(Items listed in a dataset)
------
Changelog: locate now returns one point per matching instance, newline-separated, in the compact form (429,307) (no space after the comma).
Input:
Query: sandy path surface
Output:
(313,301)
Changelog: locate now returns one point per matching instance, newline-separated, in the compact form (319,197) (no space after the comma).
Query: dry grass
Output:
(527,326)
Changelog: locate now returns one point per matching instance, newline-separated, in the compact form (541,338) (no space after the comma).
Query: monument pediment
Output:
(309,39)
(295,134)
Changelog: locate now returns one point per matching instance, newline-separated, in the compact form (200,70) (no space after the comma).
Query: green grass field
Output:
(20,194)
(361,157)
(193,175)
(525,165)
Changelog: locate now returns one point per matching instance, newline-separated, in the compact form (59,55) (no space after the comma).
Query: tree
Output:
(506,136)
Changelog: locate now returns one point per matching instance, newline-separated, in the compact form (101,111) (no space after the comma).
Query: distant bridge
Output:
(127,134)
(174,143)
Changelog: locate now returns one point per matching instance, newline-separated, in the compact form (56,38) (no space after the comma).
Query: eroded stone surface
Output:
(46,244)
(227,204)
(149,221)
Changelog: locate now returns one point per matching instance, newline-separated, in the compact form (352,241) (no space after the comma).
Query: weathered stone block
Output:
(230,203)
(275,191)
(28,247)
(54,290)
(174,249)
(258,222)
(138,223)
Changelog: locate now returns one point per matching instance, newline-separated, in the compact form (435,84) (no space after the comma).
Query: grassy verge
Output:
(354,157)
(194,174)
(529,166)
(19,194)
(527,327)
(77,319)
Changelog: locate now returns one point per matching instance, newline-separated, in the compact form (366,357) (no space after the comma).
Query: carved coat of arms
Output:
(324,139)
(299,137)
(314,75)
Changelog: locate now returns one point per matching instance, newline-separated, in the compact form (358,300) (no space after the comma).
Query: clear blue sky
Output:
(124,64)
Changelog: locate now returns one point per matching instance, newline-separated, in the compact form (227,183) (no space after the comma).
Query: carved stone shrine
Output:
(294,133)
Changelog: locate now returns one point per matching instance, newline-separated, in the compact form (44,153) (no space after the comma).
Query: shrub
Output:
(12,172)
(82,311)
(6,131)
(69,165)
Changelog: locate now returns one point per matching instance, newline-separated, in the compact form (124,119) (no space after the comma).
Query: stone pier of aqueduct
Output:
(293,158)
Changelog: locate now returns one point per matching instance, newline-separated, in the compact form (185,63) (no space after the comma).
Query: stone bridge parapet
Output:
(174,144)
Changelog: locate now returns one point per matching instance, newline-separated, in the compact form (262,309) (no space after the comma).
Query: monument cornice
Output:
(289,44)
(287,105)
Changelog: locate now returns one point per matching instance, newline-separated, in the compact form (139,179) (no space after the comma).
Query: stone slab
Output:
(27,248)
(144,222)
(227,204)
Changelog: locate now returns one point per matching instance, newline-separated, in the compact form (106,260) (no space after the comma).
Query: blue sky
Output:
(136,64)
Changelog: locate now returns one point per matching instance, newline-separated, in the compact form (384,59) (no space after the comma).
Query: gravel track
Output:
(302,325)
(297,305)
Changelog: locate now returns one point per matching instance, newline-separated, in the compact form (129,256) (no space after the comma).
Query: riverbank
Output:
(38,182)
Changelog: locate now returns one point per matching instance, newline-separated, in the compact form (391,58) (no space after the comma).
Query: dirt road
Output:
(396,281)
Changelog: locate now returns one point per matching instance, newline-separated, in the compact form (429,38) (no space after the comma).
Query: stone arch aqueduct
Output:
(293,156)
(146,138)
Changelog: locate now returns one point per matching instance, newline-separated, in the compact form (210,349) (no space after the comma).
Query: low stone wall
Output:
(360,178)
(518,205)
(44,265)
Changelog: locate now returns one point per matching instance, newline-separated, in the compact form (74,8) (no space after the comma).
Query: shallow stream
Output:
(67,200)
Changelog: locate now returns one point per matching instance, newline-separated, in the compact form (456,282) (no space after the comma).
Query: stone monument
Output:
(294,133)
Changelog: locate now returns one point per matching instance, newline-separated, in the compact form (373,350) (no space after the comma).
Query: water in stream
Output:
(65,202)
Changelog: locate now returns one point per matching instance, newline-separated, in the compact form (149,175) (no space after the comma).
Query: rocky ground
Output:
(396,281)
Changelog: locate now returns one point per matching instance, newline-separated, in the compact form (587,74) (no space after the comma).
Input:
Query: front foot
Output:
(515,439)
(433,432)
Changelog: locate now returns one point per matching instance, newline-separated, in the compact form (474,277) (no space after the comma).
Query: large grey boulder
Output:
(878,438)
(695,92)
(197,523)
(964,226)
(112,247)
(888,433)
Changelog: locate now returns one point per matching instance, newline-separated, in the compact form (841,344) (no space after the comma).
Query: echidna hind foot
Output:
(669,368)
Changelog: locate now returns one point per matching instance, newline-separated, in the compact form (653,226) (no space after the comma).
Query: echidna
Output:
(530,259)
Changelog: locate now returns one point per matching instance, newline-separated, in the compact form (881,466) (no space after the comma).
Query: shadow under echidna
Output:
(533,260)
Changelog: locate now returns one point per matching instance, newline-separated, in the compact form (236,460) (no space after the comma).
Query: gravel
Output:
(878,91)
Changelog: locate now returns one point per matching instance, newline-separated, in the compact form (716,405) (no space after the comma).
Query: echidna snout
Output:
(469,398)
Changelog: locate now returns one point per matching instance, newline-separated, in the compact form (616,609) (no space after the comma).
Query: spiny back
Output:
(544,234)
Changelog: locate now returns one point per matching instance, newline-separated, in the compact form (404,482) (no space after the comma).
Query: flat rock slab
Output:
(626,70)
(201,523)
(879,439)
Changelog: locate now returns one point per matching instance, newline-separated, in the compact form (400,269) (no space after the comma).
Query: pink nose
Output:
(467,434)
------
# [What needs to be done]
Repeat all the entries exactly as given.

# [The solution]
Changelog: locate now returns one point per matching instance, newline-separated, in the compact form (429,307) (no space after the comma).
Input:
Query: sandy path surface
Output:
(313,301)
Changelog: locate now returns one point per matching instance, newline-separated, in the compact form (319,197) (no space after the comma).
Query: dry grass
Output:
(527,326)
Changelog: locate now returns one point per matching instance, newline-separated, in the compact form (541,338) (no space after the comma).
Query: monument pediment
Output:
(309,39)
(295,134)
Changelog: locate now returns one point per matching instance, newline-separated, in the compact form (200,70) (no space after the comma).
Query: green grass field
Output:
(20,194)
(361,157)
(193,175)
(525,165)
Changelog: locate now returns one point per matching instance, newline-separated, in the compact form (59,55) (no space after the comma).
Query: tree
Output:
(506,136)
Changelog: locate now returns one point per matching instance, newline-separated, in the compact form (101,111) (no space after the comma).
Query: distant bridge
Output:
(127,134)
(174,143)
Changelog: locate now returns one point per matching instance, newline-separated, in the compact form (56,38) (no space after the comma).
Query: eroded stone surface
Output:
(46,244)
(227,204)
(149,221)
Changelog: locate now returns one point per matching instance, newline-separated, in the compact form (352,241) (no space after the comma).
Query: weathered stone block
Output:
(230,203)
(275,191)
(28,247)
(54,290)
(174,249)
(258,222)
(138,223)
Changelog: locate now returns one point per matching instance, newline-separated, in the compact form (435,84) (no space after the comma).
Query: grassy verge
Output:
(354,157)
(194,174)
(529,166)
(19,194)
(527,327)
(77,319)
Changelog: locate now returns one point per matching instance, newline-separated, in the compact form (366,357) (no space after the comma).
Query: carved coat of arms
Output:
(324,139)
(299,137)
(314,75)
Changelog: locate now returns one point per matching instance, newline-separated, in the compact form (358,300) (no space after the comma).
Query: clear blue sky
Output:
(124,64)
Changelog: locate now returns one point per matching instance, newline-separated, in the compact form (227,183) (no space after the comma).
Query: carved stone shrine
Output:
(294,133)
Changelog: locate now returns one point per matching instance, newline-separated, in the compact form (44,153) (no space after the comma).
Query: shrub
Output:
(12,172)
(82,311)
(6,131)
(69,165)
Changelog: locate now returns one point per matching instance, newline-separated, in the compact form (124,119) (no space after the comma).
Query: stone pier of aqueduct
Output:
(293,158)
Changelog: locate now returns one point per matching instance, newline-separated, in the compact form (185,63) (no space after the comma).
Query: stone bridge parapet
Output:
(174,144)
Changelog: locate now returns one point per matching instance, newline-separated, in the compact form (262,309) (no space after the comma).
Query: monument cornice
Output:
(289,44)
(287,105)
Changelog: locate now returns one point per matching instance, newline-separated, in the compact form (139,179) (no space after the comma).
Query: stone slab
Output:
(27,248)
(144,222)
(227,204)
Changelog: locate now returns one point per matching instance, newline-separated, in the compact form (106,260) (no space after the comma).
Query: blue sky
Output:
(136,64)
Changelog: locate now returns one point per matching instance, newline-separated, in the compact form (384,59) (no space after the comma).
Query: gravel track
Output:
(302,325)
(297,305)
Changelog: locate now returns one point per matching instance, newline-separated, in the compact form (129,256) (no space after the comma).
Query: riverbank
Output:
(38,182)
Changelog: locate now returns one point per matching instance, newline-separated, in the compact form (391,58) (no space after the comma).
Query: dirt road
Output:
(396,281)
Changelog: locate now returns one point per matching instance, newline-separated, in the compact form (429,38) (no space after the comma).
Query: stone arch aqueduct
Output:
(293,156)
(146,138)
Changelog: locate now returns one point per matching instance, newline-separated, in the compact form (210,349) (no space after the comma).
Query: low stone wall
Output:
(360,178)
(518,205)
(44,265)
Changelog: locate now returns one point per matching instance, newline-separated, in the compact form (74,8) (no space after the comma).
Query: shallow stream
Output:
(67,200)
Changelog: locate now returns one point per matching instance, newline-separated, in the compact form (456,282) (no space after the comma).
Query: stone monument
Output:
(294,133)
Changelog: locate now returns one point per matching instance, newline-separated, in the compact form (373,350) (no space after the comma).
Query: water in stream
Output:
(65,202)
Changelog: locate now returns one point per matching instance, newline-separated, in the compact form (149,175) (no space after the comma).
Query: rocky ground
Output:
(396,281)
Changelog: locate now returns one point per matching instance, newline-separated, in the compact form (587,74) (no space after the comma).
Input:
Query: front foot
Output:
(515,439)
(433,432)
Changelog: locate now returns one point per matching instance, newline-separated, in the compact form (474,277) (no space after the comma).
Query: large grey boulder
Output:
(878,438)
(695,92)
(197,523)
(964,226)
(112,247)
(888,433)
Changelog: locate now returns one point per matching instance, newline-separated, in the compact form (841,344) (no space after the comma).
Query: echidna hind foot
Output:
(669,368)
Changelog: locate now returns one point per matching instance, newline-separated, in the compact form (653,226) (no space after the comma).
Query: echidna
Output:
(530,259)
Changelog: locate now returns one point per matching instance, newline-separated, in the compact form (881,466) (no space after the comma).
Query: shadow under echidna
Output:
(533,260)
Changelog: locate now returns one point per matching instance, newline-separated, in the compact form (236,460) (no space after the comma).
Query: gravel
Output:
(878,91)
Changelog: locate now returns one point per matching instance, newline-separated, in the compact form (716,405) (no space after the comma).
Query: echidna snout
Output:
(469,398)
Changelog: locate now returns one point per matching instance, newline-separated, in the compact form (616,609) (no space after the comma).
Query: spiny back
Output:
(544,234)
Changelog: locate now returns one point per matching instance, newline-separated, in the compact form (404,482) (no space after the comma).
Query: flat rock slab
Output:
(626,70)
(201,523)
(879,439)
Changelog: locate now returns one point per matching instance, newline-separated, in the compact form (400,269) (no space after the comma).
Query: pink nose
Output:
(467,434)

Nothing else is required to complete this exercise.